Main PostgreSQL troubleshooting monitoring dashboard + runbook

PostgreSQL basic troubleshooting methodology and monitoring

For system performance troubleshooting, there are various popular methodologies, such as:

For databases, and Postgres specifically, it is good to use a combined approach, to have a straightforward methodology for troubleshooting of incidents and reviewing Postgres performance:

for system-level resources, use one of the common approaches
additionally (and this is very important), apply some variation of those approaches to DB-level resources and entities – shared resources, locks at various levels, DB objects, query groups (normalized queries), etc.

There is good existing work describing this. For example, these two materials are great and I highly recommend checking them out:

Alexey Lesovsky: "PostgreSQL, RED, Golden Signals: getting started" (2020) (blog post)
Peter Zaitsev: "Performance Analysis and Troubleshooting Methodologies for Databases" (FOSDEM-2021 talk, video + slides)

In 2020, we had a series of community sessions reviewing various monitoring tools for Postgres, as result this doc was created: Postgres monitoring review checklist (2020)

And here is a simplified document describing only "dashboard #1" for PostgreSQL troubleshooting – something that any good monitoring should have, it is based on the materials above: PostgreSQL Troubleshooting & Monitoring – Checklist / Runbook

One of the key principles of "dashboard/runbook #1" is: we need to have a very wide, but not yet deep overview of key aspects of PostgreSQL health, allowing us to perform the analysis in a very short time, potentially during an incident -- identifying specific topics that need deeper further analysis.

Troubleshooting tools for GitLab.com

For GitLab.com, we have quite advanced observability tools, some of which are great and solve particular tasks really well. However, there is no well-designed "dashboard #1" and "runbook #1" for PostgreSQL troubleshooting. What we have now:

Runbook for Postgres troubleshooting https://gitlab.com/gitlab-com/runbooks/-/blob/master/docs/patroni/postgres.md#postgresql-troubleshooting is quite unbalanced: it lacks some basic things like analysis of sessions by type or historical analysis of long-running sessions, but at the same time dives quite deeply into specific topics.

DATASET CONTENT -

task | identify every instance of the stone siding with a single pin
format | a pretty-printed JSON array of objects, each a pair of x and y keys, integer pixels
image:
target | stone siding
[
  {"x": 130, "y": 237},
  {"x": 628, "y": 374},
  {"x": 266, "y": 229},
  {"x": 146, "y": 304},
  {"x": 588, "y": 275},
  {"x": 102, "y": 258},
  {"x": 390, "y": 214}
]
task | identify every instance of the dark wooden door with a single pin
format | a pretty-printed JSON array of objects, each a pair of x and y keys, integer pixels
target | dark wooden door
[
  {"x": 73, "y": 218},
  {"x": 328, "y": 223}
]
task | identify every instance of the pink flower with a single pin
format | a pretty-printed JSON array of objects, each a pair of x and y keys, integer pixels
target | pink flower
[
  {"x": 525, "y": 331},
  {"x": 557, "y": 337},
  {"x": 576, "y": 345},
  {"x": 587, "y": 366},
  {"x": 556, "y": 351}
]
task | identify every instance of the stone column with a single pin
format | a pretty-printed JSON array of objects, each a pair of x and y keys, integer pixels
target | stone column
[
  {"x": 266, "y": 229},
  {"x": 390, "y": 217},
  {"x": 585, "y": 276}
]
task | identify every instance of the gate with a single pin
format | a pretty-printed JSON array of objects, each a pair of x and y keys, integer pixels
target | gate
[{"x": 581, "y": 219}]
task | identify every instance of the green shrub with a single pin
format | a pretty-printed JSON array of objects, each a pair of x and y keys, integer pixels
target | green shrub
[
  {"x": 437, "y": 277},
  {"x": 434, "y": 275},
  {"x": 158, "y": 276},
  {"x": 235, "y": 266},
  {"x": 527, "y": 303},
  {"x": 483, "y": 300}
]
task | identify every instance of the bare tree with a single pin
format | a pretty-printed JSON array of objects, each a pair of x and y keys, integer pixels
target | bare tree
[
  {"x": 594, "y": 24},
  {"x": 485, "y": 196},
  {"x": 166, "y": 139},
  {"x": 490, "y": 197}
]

WORK TO DO -
**A)** The PostgreSQL troubleshooting text names several DB-level resources and entities to which the system-level approaches should also be applied. List each one.
**B)** Repeat the passage of the PostgreSQL troubleshooting text starting at "for system-level resources, use" and ending at "(2020) (blog post)", word for word.

RESULTS FOR THE EXERCISE -
**A)**
- shared resources
- locks at various levels
- DB objects
- query groups (normalized queries)

**B)**
for system-level resources, use one of the common approaches
additionally (and this is very important), apply some variation of those approaches to DB-level resources and entities – shared resources, locks at various levels, DB objects, query groups (normalized queries), etc.

There is good existing work describing this. For example, these two materials are great and I highly recommend checking them out:

Alexey Lesovsky: "PostgreSQL, RED, Golden Signals: getting started" (2020) (blog post)